Verilen metin
——————————
DİNLE
DİĞER İZLEME ADRESİ
İNDİR
Beden Yemekle, Ruh ise Yedirmekle Doyar…
Kul, daima kendini muhâsebe hâlinde tutacak. Cenâb-ı Hakk’ın arzu ettiği bir kulluk yaşayıp yaşamadığını muhâsebe edecek.
حَاسِبُوا اَنْفُسَكُمْ قَبْلَ اَنْ تُحَاسَبُوا
(Hesaba çekilmeden evvel kendinizi hesaba çekin.)
“عَامِلَةٌ نَاصِبَةٌ” (“Çalışmıştır, boşuna…” [el-Ğâşiye, 3]) Yararsız, boş işlerden kendini koruyacak.
Efendimiz’in namazına bakacak. Efendimiz’in nasıl namazı vardı? Ne buyuruyor Efendimiz:
“Namazı, benden gördüğünüz şekilde kılın.” (Bkz. Buhârî, Ezân, 18)
Demek ki muhasebe edecek bir mü’min: “Benim namazım, tâdil-i erkân var mı? Bana huşû veriyor mu? Bir duygu derinliğine götürüyor mu? Kıraatim düzgün mü? Kalbim namazda neyle meşgul oluyor? Ne kadar namazı cemaatle îfâ edebiliyorum?..”
İnsan namazına bakacak; kendi namazını Efendimiz’in namazıyla arasındaki mesafeyi kıyas edecek.
——————————
(Nesnelerin göründüğü yerlere dair veri kümesi kayıtları)

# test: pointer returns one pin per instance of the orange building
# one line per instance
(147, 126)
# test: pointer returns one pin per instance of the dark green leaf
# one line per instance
——————————
Kısa problem
Muhasebe konulu metne göre aşağıdaki (a), (b) ve (c) ifadelerinin her biri için "evet" ya da "hayır" deyin ve kararı belirleyen sözleri metinden aynen aktarın.
(a) Mü'min, namazlarının ne kadarını cemaatle kılabildiğini kendine sormalıdır.
(b) Namazın Efendimiz'den görüldüğü şekilde kılınmasını bildiren söz için Buhârî kaynak gösterilir.
(c) İnsan kendi namazını diğer müminlerin namazıyla kıyaslamalıdır.
Yalnızca verilen metne dayanın.

Yazılı çözüm
(a) Evet: "Ne kadar namazı cemaatle îfâ edebiliyorum?"
(b) Evet: "(Bkz. Buhârî, Ezân, 18)"
(c) Hayır: "kendi namazını Efendimiz’in namazıyla arasındaki mesafeyi kıyas edecek."